Work instruction - In the text about Private Jessica Lynch, what did the Pentagon later say had probably happened to her rifle?

Text segment -

"""

For, although Private Lynch may be an especially apt emblem of the Iraqi war, it is painfully obvious that she is no hero. The “heroics” for which she has been commended—namely, getting injured when her Humvee crashed during an ambush and then spending ten days as a POW under the care of Iraqi doctors until her mock “rescue” from an unguarded hospital—are as spurious as those MIA WMD.

The initial account of her capture was spun by anonymous Pentagon officials who said she was stabbed and shot but emptied her rifle into Iraqi soldiers. Naturally, the tale made headline news. Later, the Pentagon reversed course and said that her wounds appeared to be from the crash and that her rifle had probably jammed. This begs a big question: Why was Lynch deliberately hyped in the first place and then honored after the Rambo version of her travail proved false? Speculating about an answer, however, is beside the point. The important thing is the effect the story achieved: the further legitimization of women in combat.

Since the Clinton administration, women in the Armed Forces have been allowed to serve in close proximity to combat. President Bush, who has expressed a fondness for female fighter pilots, refuses to alter that arrangement. It is "up to the generals" to do that, the Commander in Chief recently said. Of course, given the public perception that Jessica Lynch braved combat and gallantly fought back, it is unlikely that generals, who tend to be politicians in uniform, will risk their careers by doing the right thing. And the right thing would be to keep women from having to do the awful work of men.

The purely utilitarian argument against women in combat is that they may prove a liability because of their inferior strength, which can only benefit the enemy. This is basically true. Since some women are stronger than average men, however, that argument could be nullified by recruiting über-females of East German Olympic quality. The strongest argument—not that it will be heeded in post-Christian America—is moral and spiritual. Essentially, what those who praise Lynch-as-Rambo are advocating is the notion that young women, by virtue of a uniform, should be trained to kill young men—and applauded when they do so. Speak of transgressing nature: G.I. Jane is the inversion of the female role of mother and nurturer of life; killing anonymous young men is the antithesis of the courting ritual. And yet another thread is torn from civilization’s now-tattered tapestry.

The perversion is more revolting, but more effective propaganda for its subtlety, when the poster child for more G.I. Janes retains the appearance of female gentility. Maybe that’s why Lynch—the perky little girl next door, hair done up in a bun and looking as harmless as a squirrel stuffed with nuts—has been crowned a combat hero instead of Spc. Shoshana Johnson, the dumpy-looking black single mother who was captured alongside Lynch. Sex sells, even when hawking death.

"""

Excerpted records -
"""

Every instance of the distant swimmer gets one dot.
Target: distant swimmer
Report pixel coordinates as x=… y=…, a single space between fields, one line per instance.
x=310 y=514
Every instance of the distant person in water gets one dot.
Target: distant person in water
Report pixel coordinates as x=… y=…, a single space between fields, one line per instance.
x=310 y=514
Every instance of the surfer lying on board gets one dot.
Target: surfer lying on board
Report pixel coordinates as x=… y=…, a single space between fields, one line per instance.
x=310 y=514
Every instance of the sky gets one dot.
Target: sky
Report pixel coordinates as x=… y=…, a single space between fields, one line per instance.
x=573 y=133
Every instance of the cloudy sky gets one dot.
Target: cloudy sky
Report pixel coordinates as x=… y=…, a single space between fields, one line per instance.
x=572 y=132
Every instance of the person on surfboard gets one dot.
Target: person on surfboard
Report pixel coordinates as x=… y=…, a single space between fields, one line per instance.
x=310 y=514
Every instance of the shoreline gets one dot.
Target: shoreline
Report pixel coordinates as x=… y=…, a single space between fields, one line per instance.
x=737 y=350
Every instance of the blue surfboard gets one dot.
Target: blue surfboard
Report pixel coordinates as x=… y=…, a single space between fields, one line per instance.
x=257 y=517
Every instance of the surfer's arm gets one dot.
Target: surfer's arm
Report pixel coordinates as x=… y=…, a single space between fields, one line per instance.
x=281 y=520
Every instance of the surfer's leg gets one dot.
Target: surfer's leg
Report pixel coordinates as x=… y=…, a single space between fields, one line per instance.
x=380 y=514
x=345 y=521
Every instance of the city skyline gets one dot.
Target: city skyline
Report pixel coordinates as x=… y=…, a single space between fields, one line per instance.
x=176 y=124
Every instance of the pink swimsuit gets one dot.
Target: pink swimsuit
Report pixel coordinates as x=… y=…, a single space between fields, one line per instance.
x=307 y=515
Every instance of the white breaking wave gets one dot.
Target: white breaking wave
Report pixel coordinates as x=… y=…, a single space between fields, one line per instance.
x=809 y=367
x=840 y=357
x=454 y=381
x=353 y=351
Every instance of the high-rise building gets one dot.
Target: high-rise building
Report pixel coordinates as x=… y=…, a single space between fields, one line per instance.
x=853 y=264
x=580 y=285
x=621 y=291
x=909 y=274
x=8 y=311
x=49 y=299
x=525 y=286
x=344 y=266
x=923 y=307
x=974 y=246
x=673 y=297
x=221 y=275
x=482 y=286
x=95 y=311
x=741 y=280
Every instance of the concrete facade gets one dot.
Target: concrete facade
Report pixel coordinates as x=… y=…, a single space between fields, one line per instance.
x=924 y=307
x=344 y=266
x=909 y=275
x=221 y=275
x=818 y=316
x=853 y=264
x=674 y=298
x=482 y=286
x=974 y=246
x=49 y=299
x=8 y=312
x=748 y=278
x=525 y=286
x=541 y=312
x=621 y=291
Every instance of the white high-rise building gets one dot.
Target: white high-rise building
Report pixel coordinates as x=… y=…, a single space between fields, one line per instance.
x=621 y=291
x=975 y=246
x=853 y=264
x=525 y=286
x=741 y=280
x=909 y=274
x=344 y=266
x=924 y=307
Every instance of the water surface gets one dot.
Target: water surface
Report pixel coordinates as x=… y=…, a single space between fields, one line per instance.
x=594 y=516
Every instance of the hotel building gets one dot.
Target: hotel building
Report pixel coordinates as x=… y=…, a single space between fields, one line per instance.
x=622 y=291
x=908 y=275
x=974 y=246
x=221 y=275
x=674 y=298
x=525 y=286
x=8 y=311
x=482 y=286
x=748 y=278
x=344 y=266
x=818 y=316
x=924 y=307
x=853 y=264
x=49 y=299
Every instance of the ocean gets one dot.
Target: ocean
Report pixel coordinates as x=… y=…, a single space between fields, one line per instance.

"""

Response box - It had probably jammed.